* **Sayfa**:
○ ○ ○ ○ ○
Liu (2014) çalışmasında, öğretmenlerin öğrencilerin matematiksel düşünmelerini fark edebilme düzeylerini ve bu farkındalığın öğretmenlerin eğitimlerini nasıl etkilediğini incelemiştir. Elde edilen verilerin analiziyle, öğretmenlerin öğrenci düşüncesi ve öğretim adaptasyonuna dayalı çeşitli nedenleri fark ettikleri ve öncelikli olarak öğrenci düşünmelerine ve öğretim adaptasyonuna odaklandıklarını göstermiştir. Ayrıca öğrenciler arasında farklı düşünceye sahip öğrencilerin özelliklerini fark ettikleri ve bu yönde farklı yönde öğretimsel düzenleme yaptıkları belirlenmiştir.

Soto (2014) çalışmasında ekran kayıtları yardımıyla öğrencilerin yaptıkları etkinlikleri inceleyerek matematiksel düşünmelerini araştırmıştır. 45 öğrencinin yapmış olduğu etkinlikler sonucunda, ekran kayıtları yardımıyla öğrencilerin birbirlerinin fikirlerinden faydalandıkları ve problem çözümünde kullanmış oldukları stratejileri gözden geçirmelerinde yardımcı olduğu görülmüştür. Ayrıca diğer öğrencilerin düşünme biçimlerini de görmelerini sağladığı için öğrencilerin matematiksel düşünmelerini geliştirmede faydalı olduğu belirlenmiştir.
○ ○ ○ ○ ○
* **Veri Listesi**:
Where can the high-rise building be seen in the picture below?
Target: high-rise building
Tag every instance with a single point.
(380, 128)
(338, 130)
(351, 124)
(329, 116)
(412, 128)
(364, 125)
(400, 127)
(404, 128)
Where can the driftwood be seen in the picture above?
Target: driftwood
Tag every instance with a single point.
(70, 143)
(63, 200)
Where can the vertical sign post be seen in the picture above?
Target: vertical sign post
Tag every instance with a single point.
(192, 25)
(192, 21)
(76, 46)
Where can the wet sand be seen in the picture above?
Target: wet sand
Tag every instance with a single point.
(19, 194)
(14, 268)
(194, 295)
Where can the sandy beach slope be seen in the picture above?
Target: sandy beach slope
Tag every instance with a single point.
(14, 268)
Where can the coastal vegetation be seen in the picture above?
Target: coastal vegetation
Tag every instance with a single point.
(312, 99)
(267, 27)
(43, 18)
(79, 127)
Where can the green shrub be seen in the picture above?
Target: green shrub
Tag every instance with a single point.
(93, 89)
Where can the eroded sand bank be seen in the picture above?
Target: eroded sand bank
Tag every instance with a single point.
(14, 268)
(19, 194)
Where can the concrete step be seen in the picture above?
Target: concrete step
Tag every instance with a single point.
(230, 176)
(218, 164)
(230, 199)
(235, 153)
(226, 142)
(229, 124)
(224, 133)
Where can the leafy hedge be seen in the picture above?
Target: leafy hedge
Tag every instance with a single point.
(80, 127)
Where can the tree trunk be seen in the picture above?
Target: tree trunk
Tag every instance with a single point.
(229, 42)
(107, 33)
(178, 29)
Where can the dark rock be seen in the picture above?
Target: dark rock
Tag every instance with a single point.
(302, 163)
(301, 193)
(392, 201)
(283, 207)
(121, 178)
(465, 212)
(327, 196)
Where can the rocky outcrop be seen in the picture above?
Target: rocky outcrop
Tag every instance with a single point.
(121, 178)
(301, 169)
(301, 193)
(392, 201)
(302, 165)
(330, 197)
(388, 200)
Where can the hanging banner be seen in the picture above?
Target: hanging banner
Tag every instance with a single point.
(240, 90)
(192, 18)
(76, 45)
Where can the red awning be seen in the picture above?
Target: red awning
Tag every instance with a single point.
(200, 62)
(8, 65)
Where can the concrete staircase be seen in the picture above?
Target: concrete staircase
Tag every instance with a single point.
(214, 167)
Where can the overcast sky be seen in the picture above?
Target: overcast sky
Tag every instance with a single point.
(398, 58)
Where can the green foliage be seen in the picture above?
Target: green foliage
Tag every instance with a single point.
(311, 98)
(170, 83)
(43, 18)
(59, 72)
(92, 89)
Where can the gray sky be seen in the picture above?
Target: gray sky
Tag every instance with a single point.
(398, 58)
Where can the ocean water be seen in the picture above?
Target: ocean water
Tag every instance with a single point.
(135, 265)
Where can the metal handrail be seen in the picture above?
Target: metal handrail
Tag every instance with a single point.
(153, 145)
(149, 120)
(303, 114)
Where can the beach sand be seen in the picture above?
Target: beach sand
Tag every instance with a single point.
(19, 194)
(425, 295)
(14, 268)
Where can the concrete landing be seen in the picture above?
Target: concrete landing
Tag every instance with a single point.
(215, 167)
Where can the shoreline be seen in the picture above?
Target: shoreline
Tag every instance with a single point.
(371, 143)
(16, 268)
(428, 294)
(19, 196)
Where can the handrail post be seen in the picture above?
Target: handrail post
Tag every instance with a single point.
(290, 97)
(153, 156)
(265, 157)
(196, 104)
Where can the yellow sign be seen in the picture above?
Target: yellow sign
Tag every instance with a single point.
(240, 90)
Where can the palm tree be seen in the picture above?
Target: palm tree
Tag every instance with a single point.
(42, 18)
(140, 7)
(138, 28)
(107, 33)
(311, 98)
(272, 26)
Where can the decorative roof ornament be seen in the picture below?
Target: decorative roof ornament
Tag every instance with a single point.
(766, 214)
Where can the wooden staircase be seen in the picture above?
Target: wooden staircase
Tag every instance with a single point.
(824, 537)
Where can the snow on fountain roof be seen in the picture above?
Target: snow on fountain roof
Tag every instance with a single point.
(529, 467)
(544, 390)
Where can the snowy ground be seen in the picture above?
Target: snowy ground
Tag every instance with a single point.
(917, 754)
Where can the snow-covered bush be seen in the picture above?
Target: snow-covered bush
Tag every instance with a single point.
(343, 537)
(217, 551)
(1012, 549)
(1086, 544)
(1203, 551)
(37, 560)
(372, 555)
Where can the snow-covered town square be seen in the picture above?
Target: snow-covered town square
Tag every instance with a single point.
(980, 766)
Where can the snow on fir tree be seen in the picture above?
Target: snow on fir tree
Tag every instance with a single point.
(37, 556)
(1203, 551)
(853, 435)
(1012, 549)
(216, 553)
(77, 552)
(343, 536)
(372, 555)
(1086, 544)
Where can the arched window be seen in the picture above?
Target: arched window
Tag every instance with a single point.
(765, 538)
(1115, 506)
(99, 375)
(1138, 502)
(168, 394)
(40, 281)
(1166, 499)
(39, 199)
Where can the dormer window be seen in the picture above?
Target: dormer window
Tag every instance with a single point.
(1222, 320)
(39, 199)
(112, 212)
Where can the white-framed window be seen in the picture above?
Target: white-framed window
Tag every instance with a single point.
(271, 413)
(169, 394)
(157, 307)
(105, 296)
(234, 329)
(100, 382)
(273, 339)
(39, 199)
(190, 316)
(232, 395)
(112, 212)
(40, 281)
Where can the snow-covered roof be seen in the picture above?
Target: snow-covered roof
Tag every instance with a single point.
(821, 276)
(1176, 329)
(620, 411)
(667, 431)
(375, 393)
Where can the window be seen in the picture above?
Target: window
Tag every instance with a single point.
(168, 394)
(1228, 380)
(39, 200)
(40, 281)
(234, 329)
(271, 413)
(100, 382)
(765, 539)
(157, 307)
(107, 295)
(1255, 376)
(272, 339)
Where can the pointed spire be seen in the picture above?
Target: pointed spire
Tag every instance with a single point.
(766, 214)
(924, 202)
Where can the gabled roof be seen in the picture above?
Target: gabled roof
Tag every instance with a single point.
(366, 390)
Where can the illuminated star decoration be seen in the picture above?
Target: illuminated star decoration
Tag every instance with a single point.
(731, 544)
○ ○ ○ ○ ○
* **Yazılı Alıştırma 1**: Lütfen matematiksel düşünme metninde "Soto (2014) çalışmasında" ifadesini içeren sözcüklerle açılıp "faydalı olduğu belirlenmiştir." ile kapanan bölümü aynen yeniden yazın.
* **Yazılı Alıştırma 2**: Matematiksel düşünme metninde "-mıştır", "-miştir" ya da "-müştür" ekiyle biten bütün sözcükleri, her birini bir kez yazarak ilk geçtikleri sıraya göre listeleyin.

* **Alıştırma Çıktısı 1**:
Soto (2014) çalışmasında ekran kayıtları yardımıyla öğrencilerin yaptıkları etkinlikleri inceleyerek matematiksel düşünmelerini araştırmıştır. 45 öğrencinin yapmış olduğu etkinlikler sonucunda, ekran kayıtları yardımıyla öğrencilerin birbirlerinin fikirlerinden faydalandıkları ve problem çözümünde kullanmış oldukları stratejileri gözden geçirmelerinde yardımcı olduğu görülmüştür. Ayrıca diğer öğrencilerin düşünme biçimlerini de görmelerini sağladığı için öğrencilerin matematiksel düşünmelerini geliştirmede faydalı olduğu belirlenmiştir.

* **Alıştırma Çıktısı 2**:
- incelemiştir
- göstermiştir
- belirlenmiştir
- araştırmıştır
- görülmüştür